◆ **Set task 1**: Summarize the ParquetRecordBatchStreamBuilder documentation in two sentences.
◆ **Set task 2**: In the ParquetRecordBatchStreamBuilder documentation, what type is ParquetRecordBatchStreamBuilder<T> an alias for?
◆ **Set task 3**: Transcribe the part of the ParquetRecordBatchStreamBuilder documentation starting at "Type Alias ParquetRecordBatchStreamBuilder" and ending at "the resulting stream.".

◆ **Text segment**:
§ §
Skip to main content

ParquetRecordBatchStreamBuilder

Type Alias ParquetRecordBatchStreamBuilder 

Source
pub type ParquetRecordBatchStreamBuilder<T> = ArrowReaderBuilder<AsyncReader<T>>;
Expand description

A builder for reading parquet files from an async source as ParquetRecordBatchStream

This can be used to decode a Parquet file in streaming fashion (without downloading the whole file at once) from a remote source, such as an object store.

This builder handles reading the parquet file metadata, allowing consumers to use this information to select what specific columns, row groups, etc. they wish to be read by the resulting stream.

See examples on ParquetRecordBatchStreamBuilder::new, including how to issue multiple I/O requests in parallel using multiple streams.

§See also:

See ArrowReaderBuilder for additional member functions

Aliased Type§

pub struct ParquetRecordBatchStreamBuilder<T> {
Show 14 fields pub(crate) input: AsyncReader<T>, pub(crate) metadata: Arc<ParquetMetaData>, pub(crate) schema: Arc<Schema>, pub(crate) fields: Option<Arc<ParquetField>>, pub(crate) batch_size: usize, pub(crate) row_groups: Option<Vec<usize>>, pub(crate) projection: ProjectionMask, pub(crate) filter: Option<RowFilter>, pub(crate) selection: Option<RowSelection>, pub(crate) row_selection_policy: RowSelectionPolicy, pub(crate) limit: Option<usize>, pub(crate) offset: Option<usize>, pub(crate) metrics: ArrowReaderMetrics, pub(crate) max_predicate_cache_size: usize,
}

Fields§

§input: AsyncReader<T>

The “input” to read parquet data from.

Note in the case of the ParquetPushDecoderBuilder there is no underlying reader; the input is instead PushDecoderInput, the buffer that caller-pushed bytes accumulate in.

§metadata: Arc<ParquetMetaData>§schema: Arc<Schema>§fields: Option<Arc<ParquetField>>§batch_size: usize§row_groups: Option<Vec<usize>>§projection: ProjectionMask§filter: Option<RowFilter>§selection: Option<RowSelection>§row_selection_policy: RowSelectionPolicy§limit: Option<usize>§offset: Option<usize>§metrics: ArrowReaderMetrics§max_predicate_cache_size: usize

Implementations§

Source§

impl<T: AsyncFileReader + Send + 'static> ParquetRecordBatchStreamBuilder<T>

Source

pub async fn new(input: T) -> Result<Self>

Create a new ParquetRecordBatchStreamBuilder for reading from the specified source.

§Examples:
§Example
// Use tokio::fs::File to read data using an async I/O. This can be replaced with
// another async I/O reader such as a reader from an object store.
let file = tokio::fs::File::open(path).await.unwrap();

// Configure options for reading from the async source
let builder = ParquetRecordBatchStreamBuilder::new(file)
§ §
(Position annotation records)
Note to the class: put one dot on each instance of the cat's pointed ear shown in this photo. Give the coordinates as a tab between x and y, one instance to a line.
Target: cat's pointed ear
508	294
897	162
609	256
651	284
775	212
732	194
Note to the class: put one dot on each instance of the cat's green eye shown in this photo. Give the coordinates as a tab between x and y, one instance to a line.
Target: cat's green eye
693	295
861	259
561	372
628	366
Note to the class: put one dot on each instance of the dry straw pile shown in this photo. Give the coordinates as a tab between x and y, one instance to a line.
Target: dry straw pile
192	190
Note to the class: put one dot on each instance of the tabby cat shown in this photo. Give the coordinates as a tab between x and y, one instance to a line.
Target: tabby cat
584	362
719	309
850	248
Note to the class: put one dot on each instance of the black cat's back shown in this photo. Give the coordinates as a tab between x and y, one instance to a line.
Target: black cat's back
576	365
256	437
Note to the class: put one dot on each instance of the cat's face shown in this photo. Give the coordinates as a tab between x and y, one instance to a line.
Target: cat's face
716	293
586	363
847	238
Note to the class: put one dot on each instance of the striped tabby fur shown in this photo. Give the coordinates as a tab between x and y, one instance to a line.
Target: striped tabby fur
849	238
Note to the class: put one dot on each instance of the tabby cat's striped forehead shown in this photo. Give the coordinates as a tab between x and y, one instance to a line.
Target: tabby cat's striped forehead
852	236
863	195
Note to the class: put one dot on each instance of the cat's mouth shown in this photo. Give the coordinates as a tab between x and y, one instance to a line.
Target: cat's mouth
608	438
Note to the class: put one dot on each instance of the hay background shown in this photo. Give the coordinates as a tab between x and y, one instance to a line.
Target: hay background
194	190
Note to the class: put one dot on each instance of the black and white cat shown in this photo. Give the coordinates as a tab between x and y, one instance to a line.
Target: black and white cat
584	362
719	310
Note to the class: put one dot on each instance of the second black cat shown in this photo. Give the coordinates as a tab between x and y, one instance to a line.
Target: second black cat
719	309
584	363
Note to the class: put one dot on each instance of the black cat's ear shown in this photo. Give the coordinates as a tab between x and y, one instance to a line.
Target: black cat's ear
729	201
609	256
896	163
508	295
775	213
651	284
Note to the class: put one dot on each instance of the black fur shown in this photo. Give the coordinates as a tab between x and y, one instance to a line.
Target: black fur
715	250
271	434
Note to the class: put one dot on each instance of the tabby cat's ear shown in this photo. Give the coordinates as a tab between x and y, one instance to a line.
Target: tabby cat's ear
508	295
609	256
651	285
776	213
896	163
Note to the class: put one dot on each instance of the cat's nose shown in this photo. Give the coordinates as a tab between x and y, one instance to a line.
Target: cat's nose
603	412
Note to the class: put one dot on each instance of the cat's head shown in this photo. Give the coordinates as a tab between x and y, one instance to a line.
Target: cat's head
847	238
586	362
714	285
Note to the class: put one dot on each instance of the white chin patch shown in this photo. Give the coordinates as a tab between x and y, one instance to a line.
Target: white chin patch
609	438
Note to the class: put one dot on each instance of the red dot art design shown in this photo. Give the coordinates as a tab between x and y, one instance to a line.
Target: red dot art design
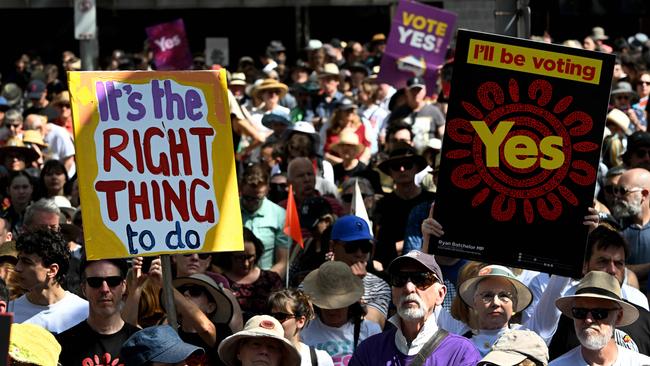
535	192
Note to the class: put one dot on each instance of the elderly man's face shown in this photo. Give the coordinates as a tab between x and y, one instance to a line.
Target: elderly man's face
414	300
594	334
493	302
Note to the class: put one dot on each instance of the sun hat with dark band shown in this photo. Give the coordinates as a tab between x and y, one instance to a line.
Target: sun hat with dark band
224	306
260	326
468	288
599	285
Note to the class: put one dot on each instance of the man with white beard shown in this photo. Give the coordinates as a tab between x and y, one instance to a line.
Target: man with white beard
632	208
417	288
596	309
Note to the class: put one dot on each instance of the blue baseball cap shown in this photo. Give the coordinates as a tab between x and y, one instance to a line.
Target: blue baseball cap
156	344
350	228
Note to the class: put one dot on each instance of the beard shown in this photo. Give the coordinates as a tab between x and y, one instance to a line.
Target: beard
590	338
623	210
409	313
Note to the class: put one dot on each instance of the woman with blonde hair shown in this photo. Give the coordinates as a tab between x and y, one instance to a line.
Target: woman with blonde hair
293	309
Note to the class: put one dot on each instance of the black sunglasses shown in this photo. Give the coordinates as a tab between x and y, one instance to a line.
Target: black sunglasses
203	256
596	313
282	317
353	246
194	291
421	280
97	282
396	166
347	198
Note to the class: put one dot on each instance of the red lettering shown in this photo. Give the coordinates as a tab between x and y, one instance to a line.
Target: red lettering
141	199
202	133
111	187
178	201
114	152
208	213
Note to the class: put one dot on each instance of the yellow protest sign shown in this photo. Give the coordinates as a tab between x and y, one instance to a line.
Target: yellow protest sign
155	163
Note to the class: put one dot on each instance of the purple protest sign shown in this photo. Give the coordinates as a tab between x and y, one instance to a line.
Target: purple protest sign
417	44
171	49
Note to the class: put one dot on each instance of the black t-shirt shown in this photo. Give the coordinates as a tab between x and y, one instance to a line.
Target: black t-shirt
565	338
81	345
391	215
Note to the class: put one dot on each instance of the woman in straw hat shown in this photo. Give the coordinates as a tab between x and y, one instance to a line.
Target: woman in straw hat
293	309
339	325
261	342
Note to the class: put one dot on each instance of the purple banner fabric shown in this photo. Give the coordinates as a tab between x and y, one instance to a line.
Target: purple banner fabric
417	44
171	49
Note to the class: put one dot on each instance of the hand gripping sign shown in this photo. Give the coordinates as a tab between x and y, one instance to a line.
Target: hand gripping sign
155	163
520	152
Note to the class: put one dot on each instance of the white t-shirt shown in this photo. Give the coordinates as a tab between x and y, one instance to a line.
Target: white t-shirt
625	358
337	342
322	358
58	317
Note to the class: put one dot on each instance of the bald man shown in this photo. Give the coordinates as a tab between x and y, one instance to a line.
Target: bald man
631	207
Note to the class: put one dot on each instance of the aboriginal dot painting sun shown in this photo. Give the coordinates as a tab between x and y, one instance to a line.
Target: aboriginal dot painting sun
531	171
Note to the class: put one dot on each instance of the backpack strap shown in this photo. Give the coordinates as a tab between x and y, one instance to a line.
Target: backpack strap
429	347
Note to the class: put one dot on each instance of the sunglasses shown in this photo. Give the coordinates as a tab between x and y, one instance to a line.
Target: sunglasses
396	166
203	256
596	313
353	246
347	198
641	153
421	280
623	191
193	290
282	317
97	282
488	296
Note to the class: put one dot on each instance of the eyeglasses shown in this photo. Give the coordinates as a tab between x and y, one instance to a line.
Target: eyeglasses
282	317
641	153
421	280
623	191
203	256
596	313
354	246
243	257
488	296
193	290
97	282
347	198
396	166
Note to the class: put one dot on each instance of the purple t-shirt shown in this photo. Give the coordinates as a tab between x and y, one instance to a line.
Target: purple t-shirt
380	349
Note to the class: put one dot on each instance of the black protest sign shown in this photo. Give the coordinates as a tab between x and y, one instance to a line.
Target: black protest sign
520	152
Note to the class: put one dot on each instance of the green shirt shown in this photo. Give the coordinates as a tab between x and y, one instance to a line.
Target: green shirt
267	224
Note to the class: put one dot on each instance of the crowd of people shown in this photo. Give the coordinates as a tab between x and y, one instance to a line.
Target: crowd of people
362	290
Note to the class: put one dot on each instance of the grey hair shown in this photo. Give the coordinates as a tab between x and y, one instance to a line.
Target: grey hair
364	185
43	205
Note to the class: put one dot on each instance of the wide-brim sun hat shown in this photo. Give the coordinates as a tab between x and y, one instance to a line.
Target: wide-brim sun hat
270	84
224	311
599	285
260	326
468	288
333	286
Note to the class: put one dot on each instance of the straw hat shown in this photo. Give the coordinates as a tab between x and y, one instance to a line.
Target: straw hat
348	138
224	306
260	326
34	345
468	288
599	285
333	286
270	84
15	144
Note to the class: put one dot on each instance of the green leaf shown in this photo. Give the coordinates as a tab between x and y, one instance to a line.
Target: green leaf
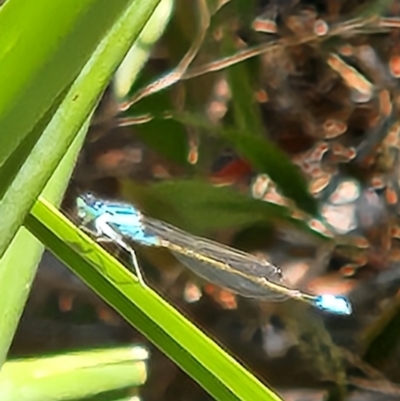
68	119
79	374
17	269
218	373
42	49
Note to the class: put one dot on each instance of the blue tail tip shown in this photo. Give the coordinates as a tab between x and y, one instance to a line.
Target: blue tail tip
337	304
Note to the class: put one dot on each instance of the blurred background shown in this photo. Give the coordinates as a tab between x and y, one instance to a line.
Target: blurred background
281	138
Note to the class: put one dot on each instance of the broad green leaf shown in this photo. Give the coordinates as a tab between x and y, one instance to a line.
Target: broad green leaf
218	373
66	122
17	269
73	376
43	46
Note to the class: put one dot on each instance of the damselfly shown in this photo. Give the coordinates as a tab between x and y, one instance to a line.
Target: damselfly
237	271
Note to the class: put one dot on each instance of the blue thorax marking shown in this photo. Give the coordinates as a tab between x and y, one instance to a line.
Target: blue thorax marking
124	218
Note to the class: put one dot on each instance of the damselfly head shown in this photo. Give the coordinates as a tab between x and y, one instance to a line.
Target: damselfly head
87	206
339	305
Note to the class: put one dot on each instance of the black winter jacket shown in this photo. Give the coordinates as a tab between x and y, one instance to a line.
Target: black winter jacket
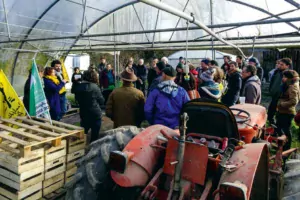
141	72
234	87
90	100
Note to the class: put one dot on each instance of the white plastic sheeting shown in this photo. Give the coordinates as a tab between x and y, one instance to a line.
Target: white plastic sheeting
195	56
56	18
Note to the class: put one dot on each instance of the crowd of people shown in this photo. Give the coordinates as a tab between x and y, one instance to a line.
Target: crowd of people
157	93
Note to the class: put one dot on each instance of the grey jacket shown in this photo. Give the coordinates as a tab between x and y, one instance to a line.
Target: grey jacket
252	90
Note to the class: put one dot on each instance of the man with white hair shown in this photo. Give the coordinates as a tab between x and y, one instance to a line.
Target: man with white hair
166	61
141	73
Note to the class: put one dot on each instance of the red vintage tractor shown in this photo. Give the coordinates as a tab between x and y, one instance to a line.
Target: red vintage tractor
217	153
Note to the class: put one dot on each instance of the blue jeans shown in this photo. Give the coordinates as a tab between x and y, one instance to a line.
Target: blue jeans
63	105
95	125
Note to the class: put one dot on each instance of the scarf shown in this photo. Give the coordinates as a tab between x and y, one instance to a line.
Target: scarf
56	81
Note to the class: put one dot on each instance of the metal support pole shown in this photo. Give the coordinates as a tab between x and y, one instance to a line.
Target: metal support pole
212	23
272	21
140	21
153	39
187	2
6	20
83	15
115	58
179	13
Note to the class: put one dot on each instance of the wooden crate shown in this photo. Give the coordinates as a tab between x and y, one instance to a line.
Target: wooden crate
21	178
71	167
58	194
73	157
69	175
35	132
52	153
31	193
75	144
54	183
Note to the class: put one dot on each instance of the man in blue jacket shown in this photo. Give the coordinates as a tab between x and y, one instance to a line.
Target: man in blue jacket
165	102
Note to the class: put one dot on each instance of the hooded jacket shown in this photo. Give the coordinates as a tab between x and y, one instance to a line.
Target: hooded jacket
252	90
52	95
289	99
164	104
274	87
210	90
125	106
90	100
234	86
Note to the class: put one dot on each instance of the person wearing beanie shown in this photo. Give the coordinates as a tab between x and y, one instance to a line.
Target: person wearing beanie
209	88
225	66
251	86
286	107
193	71
260	71
240	62
151	72
274	88
187	81
204	65
234	85
181	60
165	102
125	105
159	67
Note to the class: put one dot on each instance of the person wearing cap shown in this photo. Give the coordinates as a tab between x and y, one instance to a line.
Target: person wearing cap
251	85
90	101
125	105
151	72
181	60
165	102
234	85
225	66
209	88
286	107
260	71
187	81
159	67
141	73
240	62
274	88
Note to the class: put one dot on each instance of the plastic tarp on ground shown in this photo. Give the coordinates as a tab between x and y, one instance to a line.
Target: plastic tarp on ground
64	25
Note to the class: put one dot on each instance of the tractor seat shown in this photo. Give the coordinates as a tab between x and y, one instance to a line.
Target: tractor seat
210	118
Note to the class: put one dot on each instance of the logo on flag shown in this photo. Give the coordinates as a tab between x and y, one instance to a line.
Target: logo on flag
10	104
37	102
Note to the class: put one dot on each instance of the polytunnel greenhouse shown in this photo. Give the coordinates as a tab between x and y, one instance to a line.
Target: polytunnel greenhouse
149	99
54	28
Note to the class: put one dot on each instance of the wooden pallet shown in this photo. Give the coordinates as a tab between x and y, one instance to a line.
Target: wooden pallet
56	195
35	132
75	144
54	183
31	193
73	157
71	112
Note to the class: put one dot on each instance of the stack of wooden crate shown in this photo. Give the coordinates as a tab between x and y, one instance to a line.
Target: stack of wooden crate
35	156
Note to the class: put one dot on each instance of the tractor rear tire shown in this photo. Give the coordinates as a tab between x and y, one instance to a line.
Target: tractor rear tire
292	179
92	179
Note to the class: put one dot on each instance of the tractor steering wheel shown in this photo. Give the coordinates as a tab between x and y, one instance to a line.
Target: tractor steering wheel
238	117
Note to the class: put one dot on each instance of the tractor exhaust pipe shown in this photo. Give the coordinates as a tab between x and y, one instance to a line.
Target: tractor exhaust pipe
177	190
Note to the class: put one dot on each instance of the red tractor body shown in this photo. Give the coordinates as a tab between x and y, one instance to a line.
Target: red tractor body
211	166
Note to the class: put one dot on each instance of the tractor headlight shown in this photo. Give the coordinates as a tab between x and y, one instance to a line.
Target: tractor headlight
233	191
118	160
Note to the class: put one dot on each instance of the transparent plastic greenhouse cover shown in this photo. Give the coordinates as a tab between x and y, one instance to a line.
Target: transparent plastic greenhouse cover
51	28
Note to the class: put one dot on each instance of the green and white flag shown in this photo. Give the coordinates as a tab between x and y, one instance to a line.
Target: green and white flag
38	105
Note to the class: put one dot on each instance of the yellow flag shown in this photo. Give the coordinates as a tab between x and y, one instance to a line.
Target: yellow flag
64	71
10	104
§ §
◆ **Output 1**: ParquetRecordBatchStreamBuilder is a type alias for ArrowReaderBuilder<AsyncReader<T>> that reads Parquet files from an async source as a ParquetRecordBatchStream. It can decode a file in streaming fashion from a remote source such as an object store, and it reads the file metadata so consumers can select which columns, row groups, and similar parts the resulting stream reads.

◆ **Output 2**: ArrowReaderBuilder<AsyncReader<T>>

◆ **Output 3**:
Type Alias ParquetRecordBatchStreamBuilder 

Source
pub type ParquetRecordBatchStreamBuilder<T> = ArrowReaderBuilder<AsyncReader<T>>;
Expand description

A builder for reading parquet files from an async source as ParquetRecordBatchStream

This can be used to decode a Parquet file in streaming fashion (without downloading the whole file at once) from a remote source, such as an object store.

This builder handles reading the parquet file metadata, allowing consumers to use this information to select what specific columns, row groups, etc. they wish to be read by the resulting stream.